• [Task description]:
Copy every row below, substituting "four whole numbers" for each occurrence of "four integers" and leaving everything else unchanged.

╔══

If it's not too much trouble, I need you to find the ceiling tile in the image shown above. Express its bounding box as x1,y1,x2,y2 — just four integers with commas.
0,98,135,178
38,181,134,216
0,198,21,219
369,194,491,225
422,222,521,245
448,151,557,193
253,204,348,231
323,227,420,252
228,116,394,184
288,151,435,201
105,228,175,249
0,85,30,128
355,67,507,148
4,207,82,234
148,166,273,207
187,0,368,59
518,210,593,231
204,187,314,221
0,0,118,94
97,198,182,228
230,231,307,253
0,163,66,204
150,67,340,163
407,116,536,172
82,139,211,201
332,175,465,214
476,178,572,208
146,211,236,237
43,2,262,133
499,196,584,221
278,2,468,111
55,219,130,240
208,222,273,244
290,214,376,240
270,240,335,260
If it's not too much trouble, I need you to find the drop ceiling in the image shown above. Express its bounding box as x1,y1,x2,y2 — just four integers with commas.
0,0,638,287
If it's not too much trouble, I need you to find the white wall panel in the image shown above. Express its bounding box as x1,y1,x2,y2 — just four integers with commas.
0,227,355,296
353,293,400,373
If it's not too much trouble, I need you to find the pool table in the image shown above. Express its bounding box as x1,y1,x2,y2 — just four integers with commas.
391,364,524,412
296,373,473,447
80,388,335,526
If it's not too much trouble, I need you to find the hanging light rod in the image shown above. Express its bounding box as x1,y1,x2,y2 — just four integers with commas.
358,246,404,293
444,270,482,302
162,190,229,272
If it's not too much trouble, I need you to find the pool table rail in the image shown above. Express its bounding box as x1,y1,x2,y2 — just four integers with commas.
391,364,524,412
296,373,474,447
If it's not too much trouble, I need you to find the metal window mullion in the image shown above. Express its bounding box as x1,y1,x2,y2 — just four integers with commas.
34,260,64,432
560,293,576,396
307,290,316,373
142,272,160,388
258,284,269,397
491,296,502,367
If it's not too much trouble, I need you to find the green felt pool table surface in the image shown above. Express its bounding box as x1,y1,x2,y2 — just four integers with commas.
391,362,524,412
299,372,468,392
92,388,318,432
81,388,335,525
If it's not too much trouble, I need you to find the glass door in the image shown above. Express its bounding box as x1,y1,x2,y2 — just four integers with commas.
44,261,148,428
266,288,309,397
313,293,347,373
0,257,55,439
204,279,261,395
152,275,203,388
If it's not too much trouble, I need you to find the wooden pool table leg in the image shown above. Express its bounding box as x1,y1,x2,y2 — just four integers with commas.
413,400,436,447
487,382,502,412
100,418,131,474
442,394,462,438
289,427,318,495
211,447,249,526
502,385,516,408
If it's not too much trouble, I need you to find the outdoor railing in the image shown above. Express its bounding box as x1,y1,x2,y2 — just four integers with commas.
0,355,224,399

╚══

• [Exercise answer]:
If it's not too much trouble, I need you to find the ceiling tile in the image shown above. Express its bounding box as x1,y1,x2,y2 — just four whole numbers with commas.
0,98,135,178
38,181,134,216
0,198,21,219
369,194,491,225
422,222,521,245
448,151,557,193
253,204,348,231
323,227,420,252
228,116,394,184
288,151,435,201
105,228,175,249
0,85,30,128
355,67,507,148
4,207,82,234
148,166,273,207
187,0,368,59
518,210,593,231
204,187,314,221
0,0,118,94
97,198,182,228
230,231,307,253
0,163,66,204
150,67,340,163
407,116,536,172
82,139,211,201
332,175,465,214
476,178,572,208
146,211,236,237
43,2,262,133
499,196,584,221
278,2,468,111
55,219,130,240
208,222,273,244
290,214,376,240
270,240,335,260
If it's not too much trouble, I need you to find the drop ceiling in the image shown above. Express its bounding box as x1,y1,x2,y2 — just four whole numbers with commas.
0,0,638,287
If it's not too much trouble, I need you to find the white wall panel in the image shown above. Express its bounding box as x1,y1,x2,y2 — just four whole numbers with commas.
0,227,355,296
353,293,400,373
If it's not too much trouble, I need you to find the pool table in the image shown above. Express its bounding box as x1,y1,x2,y2 — just four whole numbers with commas.
391,364,524,412
296,373,473,447
80,388,335,526
If it's not too much trouble, I need you to find the hanging light rod in the image shown above. Express its bounding box as x1,y1,x2,y2 — just four whole numbers with commas.
358,246,404,293
444,270,482,302
162,190,229,272
If it's not too much trouble, I need you to find the pool table rail in the image shown above. Express its bounding box as x1,y1,x2,y2 — just four whole numbers with commas.
391,364,524,412
296,373,474,447
If it's not too much trouble, I need you to find the metal window mullion in the image shown above. Express its bounding box as x1,y1,x2,y2 — just four whole numbers with commas.
34,260,64,432
560,293,576,396
307,290,316,373
142,272,160,388
258,284,269,397
491,296,502,367
If it's not too much trouble, I need you to find the green felt pool table surface in the image shown above. Express its bounding box as x1,y1,x2,y2 — just four whole numbers with commas.
391,362,524,412
299,372,468,392
92,388,318,432
81,388,335,525
If it's not too much trouble, I need you to find the glass door in the image shown above. Express its bounding box as x1,y1,x2,y2 — just four whole numbers with commas.
44,261,148,428
266,288,309,397
313,293,347,373
0,257,55,439
204,279,261,395
152,275,203,388
If it's not too much trouble, I need you to find the wooden pool table leg in the image shown above. Express its bounding box as x1,y1,x2,y2 — just four whole numbers with commas.
413,400,436,447
487,382,502,412
100,418,131,474
442,394,462,438
289,427,318,495
211,447,249,526
502,385,516,408
If it's not too much trouble, I need you to find the outdoor railing in the image shown above. Express its bounding box as x1,y1,x2,y2 — just four whole numbers with commas.
0,355,224,399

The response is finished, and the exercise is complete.